Referring expression data
——

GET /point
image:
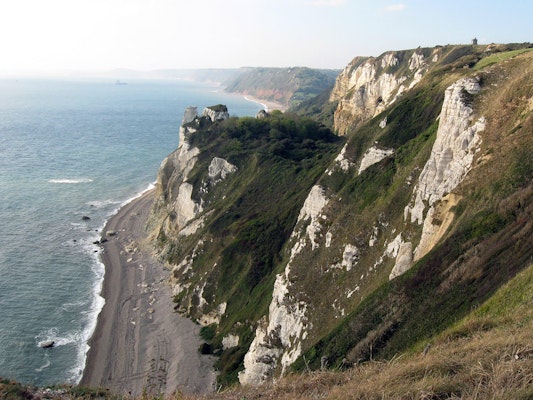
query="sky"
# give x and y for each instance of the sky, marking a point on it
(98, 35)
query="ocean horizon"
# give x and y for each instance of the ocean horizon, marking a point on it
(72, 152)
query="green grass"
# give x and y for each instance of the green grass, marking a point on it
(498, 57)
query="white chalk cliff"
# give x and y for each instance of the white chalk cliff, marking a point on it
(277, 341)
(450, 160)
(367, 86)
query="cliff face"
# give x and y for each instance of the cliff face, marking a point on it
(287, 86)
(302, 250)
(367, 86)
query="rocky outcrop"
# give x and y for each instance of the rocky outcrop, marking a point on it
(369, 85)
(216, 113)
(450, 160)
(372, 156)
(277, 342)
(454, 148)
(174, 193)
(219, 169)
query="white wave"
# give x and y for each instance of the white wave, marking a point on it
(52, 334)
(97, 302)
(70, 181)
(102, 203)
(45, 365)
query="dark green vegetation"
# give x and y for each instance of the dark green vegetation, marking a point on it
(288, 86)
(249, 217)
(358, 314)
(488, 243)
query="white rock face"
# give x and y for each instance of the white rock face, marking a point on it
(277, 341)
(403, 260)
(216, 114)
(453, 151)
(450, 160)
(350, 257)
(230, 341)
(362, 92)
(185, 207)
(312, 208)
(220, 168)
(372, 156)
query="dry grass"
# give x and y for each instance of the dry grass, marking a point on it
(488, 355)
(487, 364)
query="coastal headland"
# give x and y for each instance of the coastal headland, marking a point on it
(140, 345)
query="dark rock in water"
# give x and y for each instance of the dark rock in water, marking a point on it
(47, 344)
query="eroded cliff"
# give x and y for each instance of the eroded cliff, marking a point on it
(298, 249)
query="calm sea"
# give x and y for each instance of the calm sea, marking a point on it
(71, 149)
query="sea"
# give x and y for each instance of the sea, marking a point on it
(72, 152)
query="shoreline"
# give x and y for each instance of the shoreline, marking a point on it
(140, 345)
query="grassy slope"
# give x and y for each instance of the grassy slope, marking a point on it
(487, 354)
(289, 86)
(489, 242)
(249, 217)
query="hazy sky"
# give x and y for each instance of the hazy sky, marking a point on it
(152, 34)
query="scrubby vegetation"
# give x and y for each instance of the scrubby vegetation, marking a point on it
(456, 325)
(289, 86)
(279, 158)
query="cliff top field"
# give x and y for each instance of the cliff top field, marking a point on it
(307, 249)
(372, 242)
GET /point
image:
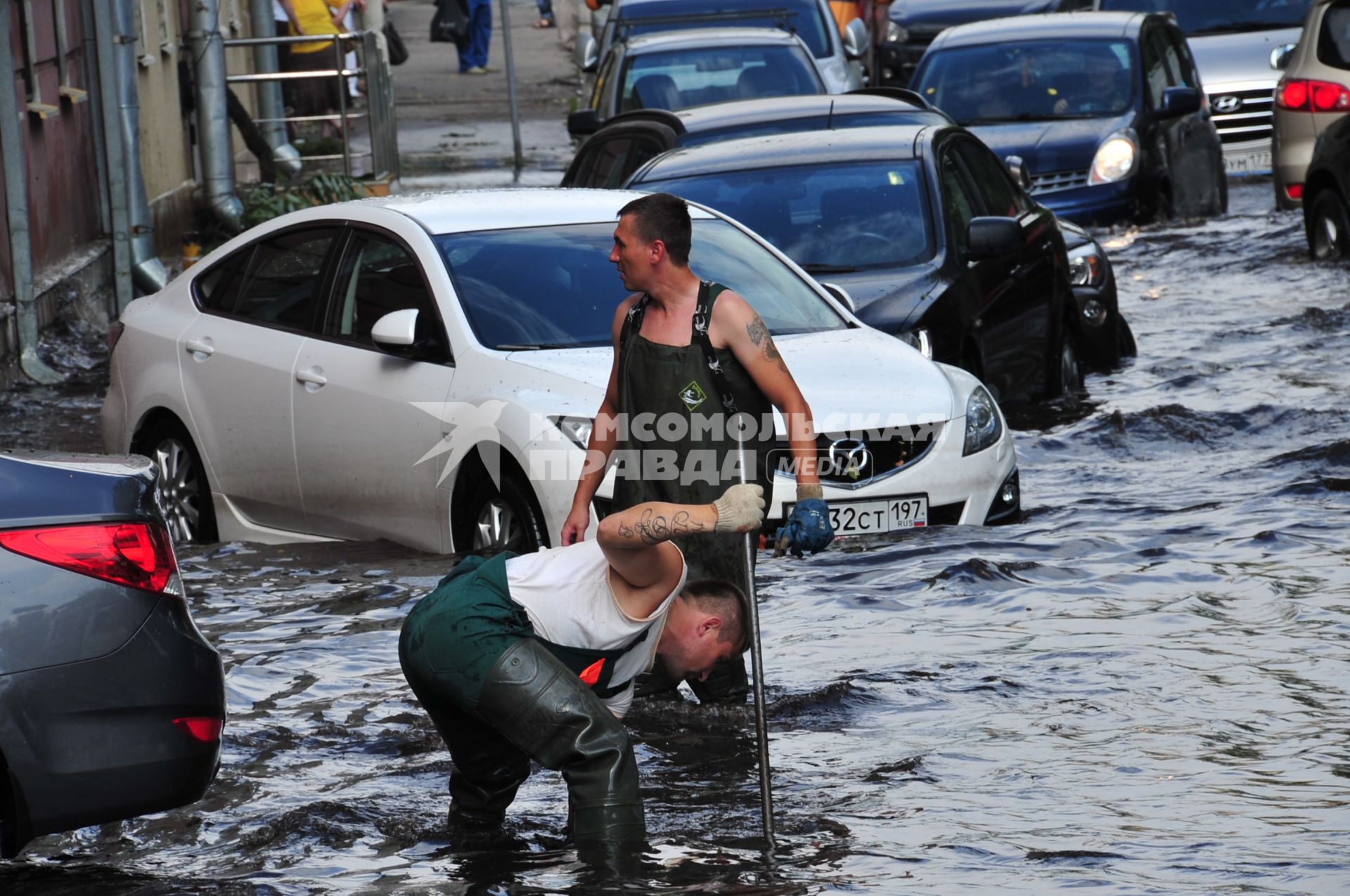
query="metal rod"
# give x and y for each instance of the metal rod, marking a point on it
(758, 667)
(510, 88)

——

▸ **REQUIRED ACTION**:
Would you copy the records word for word, without any of their pictures?

▸ **ANSWER BOX**:
GET /point
image:
query="sky"
# give x and y for each instance of the sky, marking a point on it
(98, 35)
query="ocean horizon"
# give x and y for each instance of the ocean horizon, marking a point on it
(72, 152)
query="green grass"
# give x and y for each instance of the green grass, marking a point on it
(498, 57)
query="white chalk cliff"
# give x and y for each instance of the white chalk cliff, marking a point on it
(277, 341)
(450, 160)
(367, 86)
query="cliff face"
# give x and y for each instance of the cliff face, marking a point on it
(287, 86)
(302, 250)
(367, 86)
query="rocky outcrop"
# give x and y for each instance of the rocky outcrop, marking a point on it
(369, 85)
(216, 113)
(450, 160)
(372, 156)
(277, 342)
(454, 148)
(174, 193)
(219, 169)
query="white wave"
# give x and y for each instance of the white wave, marking a point on it
(52, 334)
(97, 302)
(70, 181)
(102, 203)
(45, 365)
query="dark green vegetation"
# give x and y for each instance of the dark green vegetation, marking a point on it
(288, 86)
(249, 217)
(358, 314)
(488, 243)
query="white rock face"
# give x and y for each instance of the white rock face, marking a point on it
(277, 341)
(403, 260)
(216, 114)
(453, 151)
(450, 160)
(350, 257)
(230, 341)
(362, 92)
(185, 207)
(312, 208)
(220, 168)
(372, 156)
query="dry grass"
# give x and y for each instance of the dry grass, marking a point on it
(488, 355)
(487, 364)
query="coastal headland"
# give x and y for each instance of the coastal headland, marking a point on it
(140, 345)
query="dark rock in water"
# give x and y for each instance of the dark rock in water, marking a point on it
(47, 344)
query="eroded cliff"
# give x and y for each instance of the eroded cliff, marking a point on it
(298, 249)
query="calm sea"
# give x and y for each instance of the calm sea, marking a point on it
(71, 149)
query="sea"
# give x and y for each instance of the sea, marking a point on it
(72, 152)
query="shoreline"
# give x and y for each instance of the shoreline, marking a point on it
(140, 345)
query="grassy slope"
# give x and y for each instance of the grassy slope, marking a point on it
(487, 354)
(289, 86)
(489, 242)
(249, 217)
query="hazy sky"
# give x and y for each instance of the hazy sky, marking a point on it
(152, 34)
query="scrubby vegetation"
# give x and y for each instance of the scrubby vegetation, marking a point on it
(456, 325)
(289, 86)
(279, 158)
query="cliff top field"
# give x and y for each instance of the cliff top field, marking a point on it
(307, 249)
(372, 242)
GET /point
image:
query="metal rod"
# give x and y for each instance of the metal rod, marking a point on it
(758, 667)
(510, 88)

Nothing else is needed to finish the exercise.